[START OF Source document]

If you do not do this, then your tests will fail when someone decides to delete or change the data they depend on, and you'll waste an enormous amount of time trying to find out why your tests have suddenly started to fail.

For a QA or Integration system, you should be able to create a subset of your data based on your knowledge of the relations between the tables.

Upvotes: 1

HLGEM
HLGEM

Reputation: 96552

I would under no circumstances allow developers to develop against a smaller database when it will have to run on on one this size. You will have problems that only arise when things go to prod and this is a foolish idea. The queries that work well on small datasets are not the queries that work well on large datasets. The time wasted writing queries that cannot not run on production is one reason why it is foolish to allow developers to work with a small set of data.

[END OF Source document]
[START OF Data listing]

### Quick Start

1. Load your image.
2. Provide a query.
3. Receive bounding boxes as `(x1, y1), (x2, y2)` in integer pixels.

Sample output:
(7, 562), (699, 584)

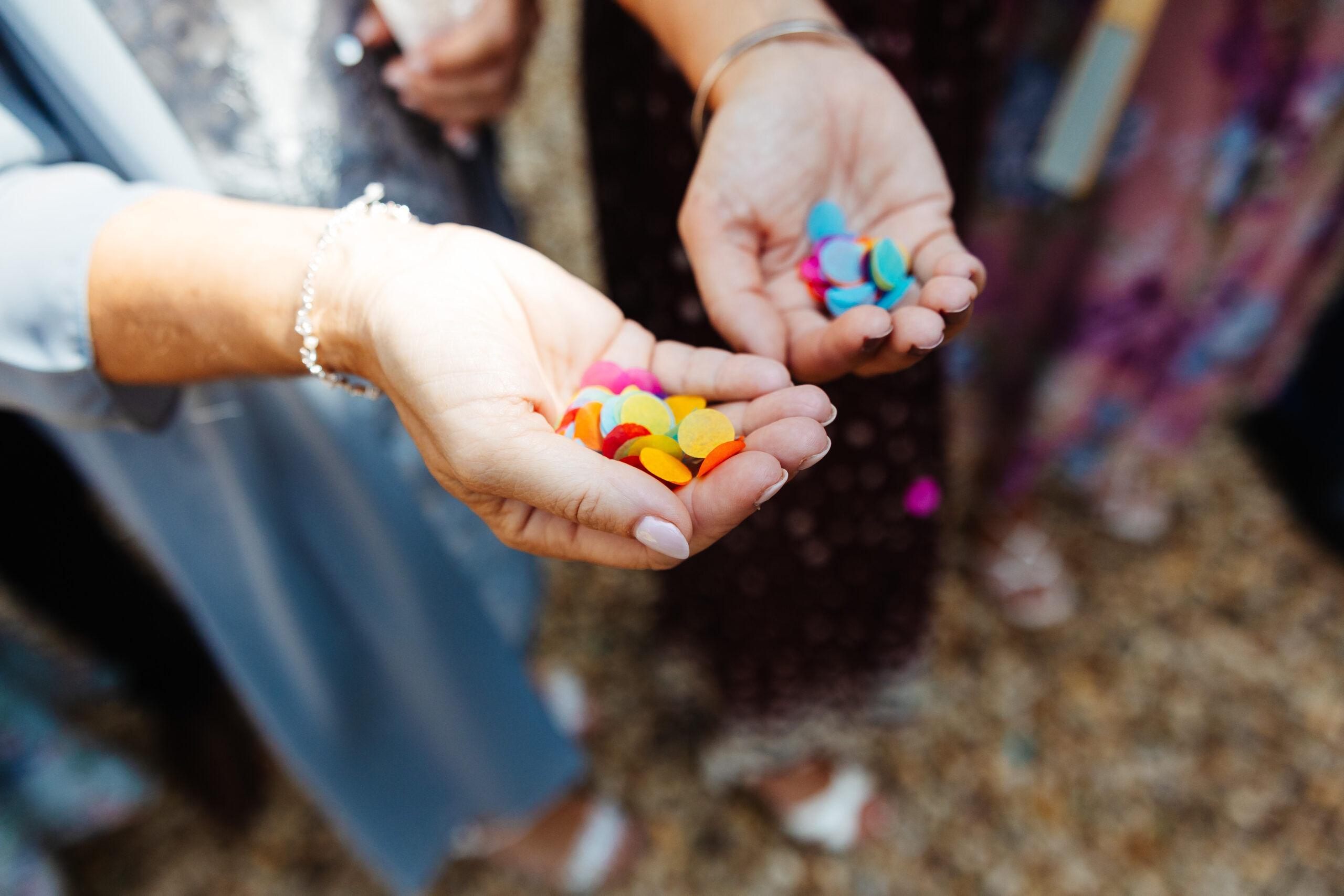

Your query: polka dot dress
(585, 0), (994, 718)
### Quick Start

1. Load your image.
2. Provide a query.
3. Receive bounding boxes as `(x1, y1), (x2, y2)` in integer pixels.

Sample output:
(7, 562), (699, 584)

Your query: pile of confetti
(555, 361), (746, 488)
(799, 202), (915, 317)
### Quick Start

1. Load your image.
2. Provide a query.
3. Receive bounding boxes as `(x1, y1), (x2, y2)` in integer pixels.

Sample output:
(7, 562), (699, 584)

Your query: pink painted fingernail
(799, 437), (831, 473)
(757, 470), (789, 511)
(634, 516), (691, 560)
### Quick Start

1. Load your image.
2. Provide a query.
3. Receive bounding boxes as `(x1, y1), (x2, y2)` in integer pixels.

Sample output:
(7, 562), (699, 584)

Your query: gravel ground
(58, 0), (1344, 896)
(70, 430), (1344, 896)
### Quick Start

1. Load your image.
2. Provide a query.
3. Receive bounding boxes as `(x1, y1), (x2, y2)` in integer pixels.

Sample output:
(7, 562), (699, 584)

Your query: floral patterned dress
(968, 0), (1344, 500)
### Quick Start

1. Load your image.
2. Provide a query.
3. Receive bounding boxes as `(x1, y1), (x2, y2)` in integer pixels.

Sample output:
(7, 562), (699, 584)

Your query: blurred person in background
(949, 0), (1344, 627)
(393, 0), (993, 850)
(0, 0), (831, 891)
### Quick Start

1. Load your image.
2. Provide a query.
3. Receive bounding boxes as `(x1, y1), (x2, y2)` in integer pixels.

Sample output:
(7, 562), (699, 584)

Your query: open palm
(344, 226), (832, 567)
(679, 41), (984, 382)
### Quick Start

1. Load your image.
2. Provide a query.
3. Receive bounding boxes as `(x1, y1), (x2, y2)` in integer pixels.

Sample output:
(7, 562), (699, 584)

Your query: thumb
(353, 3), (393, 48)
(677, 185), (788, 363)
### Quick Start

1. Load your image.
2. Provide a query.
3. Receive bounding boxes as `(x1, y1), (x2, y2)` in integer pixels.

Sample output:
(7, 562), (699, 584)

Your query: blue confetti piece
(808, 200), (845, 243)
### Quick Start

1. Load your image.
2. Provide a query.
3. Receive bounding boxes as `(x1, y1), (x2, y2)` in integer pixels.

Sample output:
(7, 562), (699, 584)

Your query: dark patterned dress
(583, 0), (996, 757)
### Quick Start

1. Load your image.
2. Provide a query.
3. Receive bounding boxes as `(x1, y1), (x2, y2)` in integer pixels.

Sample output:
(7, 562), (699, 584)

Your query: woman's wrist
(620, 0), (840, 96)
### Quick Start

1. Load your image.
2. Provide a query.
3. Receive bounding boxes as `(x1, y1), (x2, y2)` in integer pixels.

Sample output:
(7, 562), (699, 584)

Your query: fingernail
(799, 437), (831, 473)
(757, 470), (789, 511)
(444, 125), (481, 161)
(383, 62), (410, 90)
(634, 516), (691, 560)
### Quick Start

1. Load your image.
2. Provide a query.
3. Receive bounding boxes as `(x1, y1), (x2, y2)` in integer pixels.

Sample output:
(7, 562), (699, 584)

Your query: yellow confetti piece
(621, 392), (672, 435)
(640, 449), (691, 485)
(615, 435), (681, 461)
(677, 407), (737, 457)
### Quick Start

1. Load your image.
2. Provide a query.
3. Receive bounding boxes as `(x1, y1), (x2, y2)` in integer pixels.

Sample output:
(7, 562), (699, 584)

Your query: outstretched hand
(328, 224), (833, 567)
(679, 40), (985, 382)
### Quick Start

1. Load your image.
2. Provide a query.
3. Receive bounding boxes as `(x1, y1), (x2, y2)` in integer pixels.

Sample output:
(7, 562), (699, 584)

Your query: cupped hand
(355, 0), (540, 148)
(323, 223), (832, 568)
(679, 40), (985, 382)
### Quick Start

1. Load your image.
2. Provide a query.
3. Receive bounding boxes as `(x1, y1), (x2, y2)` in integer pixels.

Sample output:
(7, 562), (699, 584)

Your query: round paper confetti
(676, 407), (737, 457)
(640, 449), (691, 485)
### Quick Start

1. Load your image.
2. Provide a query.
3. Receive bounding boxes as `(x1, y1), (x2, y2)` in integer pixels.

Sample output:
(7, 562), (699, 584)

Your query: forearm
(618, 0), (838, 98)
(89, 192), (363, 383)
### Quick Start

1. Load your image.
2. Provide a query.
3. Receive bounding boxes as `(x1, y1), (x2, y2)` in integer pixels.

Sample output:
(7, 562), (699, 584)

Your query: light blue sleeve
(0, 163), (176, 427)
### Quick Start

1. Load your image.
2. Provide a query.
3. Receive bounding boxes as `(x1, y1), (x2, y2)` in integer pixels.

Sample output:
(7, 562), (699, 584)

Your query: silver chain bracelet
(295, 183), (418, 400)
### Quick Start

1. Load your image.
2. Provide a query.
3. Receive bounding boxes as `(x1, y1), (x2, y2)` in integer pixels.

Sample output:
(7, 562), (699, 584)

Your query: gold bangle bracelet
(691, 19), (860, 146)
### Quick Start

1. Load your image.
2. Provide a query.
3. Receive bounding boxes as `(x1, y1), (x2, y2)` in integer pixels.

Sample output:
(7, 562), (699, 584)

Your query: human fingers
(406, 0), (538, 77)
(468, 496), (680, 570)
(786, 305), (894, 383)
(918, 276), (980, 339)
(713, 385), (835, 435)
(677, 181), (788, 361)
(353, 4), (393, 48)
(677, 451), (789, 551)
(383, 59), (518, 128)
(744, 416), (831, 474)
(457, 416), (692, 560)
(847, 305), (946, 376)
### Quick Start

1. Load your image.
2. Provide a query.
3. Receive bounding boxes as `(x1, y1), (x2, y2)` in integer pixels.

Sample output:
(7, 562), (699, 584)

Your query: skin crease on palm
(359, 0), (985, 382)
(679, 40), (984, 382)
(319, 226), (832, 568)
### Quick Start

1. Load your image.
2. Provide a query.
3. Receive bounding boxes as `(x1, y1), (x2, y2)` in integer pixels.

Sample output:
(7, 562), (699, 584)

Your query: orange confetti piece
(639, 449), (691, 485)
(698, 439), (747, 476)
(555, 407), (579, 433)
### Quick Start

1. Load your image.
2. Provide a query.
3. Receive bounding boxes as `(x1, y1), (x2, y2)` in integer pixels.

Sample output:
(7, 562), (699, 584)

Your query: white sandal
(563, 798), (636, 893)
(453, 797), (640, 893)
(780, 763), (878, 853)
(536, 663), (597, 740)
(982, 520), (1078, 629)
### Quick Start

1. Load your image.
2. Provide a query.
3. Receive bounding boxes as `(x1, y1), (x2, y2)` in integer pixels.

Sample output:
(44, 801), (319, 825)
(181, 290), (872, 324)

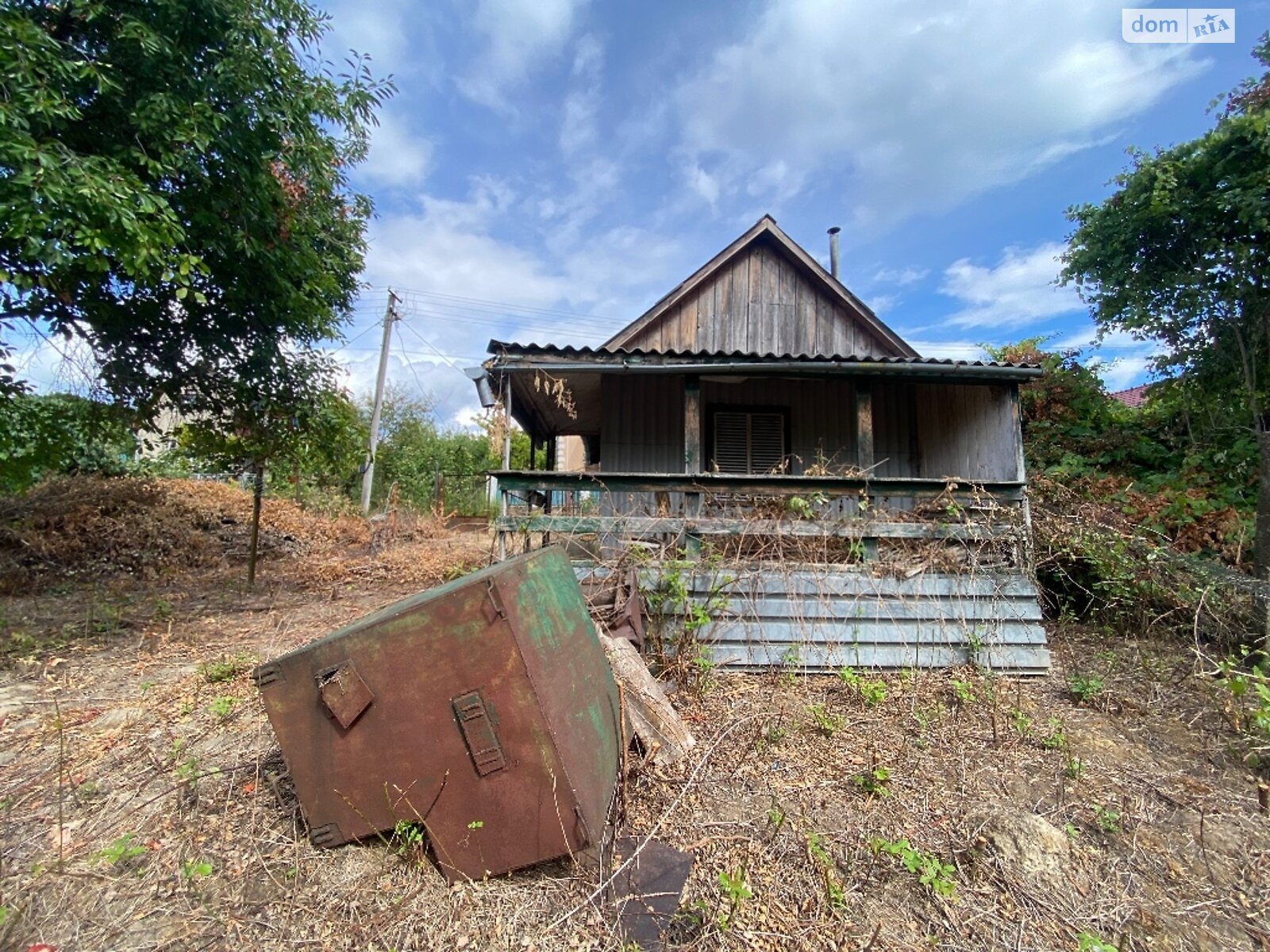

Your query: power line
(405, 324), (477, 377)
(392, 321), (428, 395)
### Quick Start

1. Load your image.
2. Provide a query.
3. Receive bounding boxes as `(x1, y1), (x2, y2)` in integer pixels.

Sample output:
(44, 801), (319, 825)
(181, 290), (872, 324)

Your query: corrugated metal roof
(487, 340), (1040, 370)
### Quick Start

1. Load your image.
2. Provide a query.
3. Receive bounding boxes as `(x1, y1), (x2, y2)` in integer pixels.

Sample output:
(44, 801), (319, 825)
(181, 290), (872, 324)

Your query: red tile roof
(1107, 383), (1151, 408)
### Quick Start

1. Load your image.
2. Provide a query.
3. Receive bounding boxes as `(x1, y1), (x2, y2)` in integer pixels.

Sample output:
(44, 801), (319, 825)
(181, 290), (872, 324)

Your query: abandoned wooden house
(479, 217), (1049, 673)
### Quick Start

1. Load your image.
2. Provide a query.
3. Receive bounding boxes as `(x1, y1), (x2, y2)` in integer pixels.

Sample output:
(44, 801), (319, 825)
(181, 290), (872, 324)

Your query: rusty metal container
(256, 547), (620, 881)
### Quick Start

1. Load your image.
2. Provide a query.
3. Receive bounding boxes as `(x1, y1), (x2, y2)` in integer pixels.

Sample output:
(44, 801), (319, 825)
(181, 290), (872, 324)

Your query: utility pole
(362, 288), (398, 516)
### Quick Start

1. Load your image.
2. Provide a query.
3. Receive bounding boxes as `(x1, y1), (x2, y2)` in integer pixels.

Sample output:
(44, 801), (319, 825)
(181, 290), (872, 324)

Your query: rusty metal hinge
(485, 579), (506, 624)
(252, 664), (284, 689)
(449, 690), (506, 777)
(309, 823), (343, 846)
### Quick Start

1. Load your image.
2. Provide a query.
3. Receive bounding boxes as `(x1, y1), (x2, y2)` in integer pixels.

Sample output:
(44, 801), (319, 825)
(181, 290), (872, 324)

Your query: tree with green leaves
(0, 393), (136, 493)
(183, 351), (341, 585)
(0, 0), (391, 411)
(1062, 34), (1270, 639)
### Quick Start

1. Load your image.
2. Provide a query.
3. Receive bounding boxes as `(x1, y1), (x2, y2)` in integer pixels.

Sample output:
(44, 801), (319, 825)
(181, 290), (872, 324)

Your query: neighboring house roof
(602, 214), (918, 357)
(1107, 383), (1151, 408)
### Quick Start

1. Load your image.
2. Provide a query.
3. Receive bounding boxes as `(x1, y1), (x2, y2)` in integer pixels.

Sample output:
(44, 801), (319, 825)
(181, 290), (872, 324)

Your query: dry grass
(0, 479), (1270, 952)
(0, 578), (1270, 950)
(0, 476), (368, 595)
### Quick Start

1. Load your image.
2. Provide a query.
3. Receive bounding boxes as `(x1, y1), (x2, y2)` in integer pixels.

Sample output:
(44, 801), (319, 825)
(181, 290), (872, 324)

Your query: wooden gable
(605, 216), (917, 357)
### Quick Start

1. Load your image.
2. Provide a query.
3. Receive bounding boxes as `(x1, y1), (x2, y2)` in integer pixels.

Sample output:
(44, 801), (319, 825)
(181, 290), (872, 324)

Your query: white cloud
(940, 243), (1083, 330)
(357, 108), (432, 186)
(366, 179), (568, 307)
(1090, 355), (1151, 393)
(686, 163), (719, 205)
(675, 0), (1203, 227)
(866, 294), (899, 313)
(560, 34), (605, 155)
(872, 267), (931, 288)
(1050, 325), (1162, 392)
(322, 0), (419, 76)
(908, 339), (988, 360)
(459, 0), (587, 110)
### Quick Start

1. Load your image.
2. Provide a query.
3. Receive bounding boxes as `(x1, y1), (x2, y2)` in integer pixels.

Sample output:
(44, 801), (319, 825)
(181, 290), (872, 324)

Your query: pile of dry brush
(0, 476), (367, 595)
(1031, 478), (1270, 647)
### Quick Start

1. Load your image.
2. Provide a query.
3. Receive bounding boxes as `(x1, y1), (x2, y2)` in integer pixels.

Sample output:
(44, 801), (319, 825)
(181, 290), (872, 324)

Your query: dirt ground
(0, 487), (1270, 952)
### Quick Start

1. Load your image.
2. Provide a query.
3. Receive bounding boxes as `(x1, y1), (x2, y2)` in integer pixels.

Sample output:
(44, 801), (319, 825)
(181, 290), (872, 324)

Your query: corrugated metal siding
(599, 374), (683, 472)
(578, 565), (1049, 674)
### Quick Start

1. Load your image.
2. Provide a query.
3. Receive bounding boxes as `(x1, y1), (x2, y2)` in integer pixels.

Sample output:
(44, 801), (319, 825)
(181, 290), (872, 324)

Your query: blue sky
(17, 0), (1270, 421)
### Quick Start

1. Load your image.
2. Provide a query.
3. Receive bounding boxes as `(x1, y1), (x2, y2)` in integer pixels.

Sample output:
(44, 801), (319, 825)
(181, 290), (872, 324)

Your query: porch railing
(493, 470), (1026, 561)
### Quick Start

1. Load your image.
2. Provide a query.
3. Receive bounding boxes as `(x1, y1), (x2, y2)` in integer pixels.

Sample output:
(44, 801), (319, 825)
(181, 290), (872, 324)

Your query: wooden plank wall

[END OF Data listing]

**Task 1**
Summarize the database testing thread in two sentences.
**Task 2**
In the database testing thread, what should a subset of data for a QA or Integration system be based on?
**Task 3**
Write a continuation of the database testing thread, starting after its last sentence.
The data is separate material from the database testing thread.

**Result 1**
Tests that depend on shared data will fail when someone deletes or changes that data, and for a QA or Integration system you should be able to build a subset of the data from your knowledge of how the tables relate. One responder would never let developers work against a smaller database when the code must run on one this size, because queries that work well on small datasets are not the ones that work well on large ones, and the resulting problems only show up in production.

**Result 2**
It should be based on your knowledge of the relations between the tables.

**Result 3**
Upvotes: 1

Jay
Jay

Reputation: 27464

If your tables all consisted of unrelated data, you could just pick X random records from each table. I'm guessing that the problem is that the tables are NOT unrelated, so if, say, table A includes a foreign key reference to table B and you just pulled 10% of the records from table A and 10% of the records from table B, you'd have a whole bunch of invalid references from A to B.

I don't know of a general solution to this problem. It depends on the exact structure of your database. I often find that my databases consist of a small number of "central" tables that have lots of references from other tables. That is, I generally find that I have, say, an Order table, and then there's an Order Line table that points to Order, and a Customer table that Order points to, and a Delivery table that points to Order or maybe Order Line, etc, but everything seems to center around "Order". In that case, you could randomly pick some number of Order records, then find all the Customers for those Orders, all the Order Lines for those Orders, etc. I usually also have some number of "code lookup" tables, like a list of all the "order status" codes, another list of all the "customer type" codes, etc. These are usually small, so I just copy them entirely.

If your database is more ... disjointed ... than that, i.e. if it doesn't have any clear centers but is a maze of interrelationships, this could be much more complicated. I think the same principle would apply, though. Pick SOME starting point, select some records from there, then get all the records connected to those records, etc.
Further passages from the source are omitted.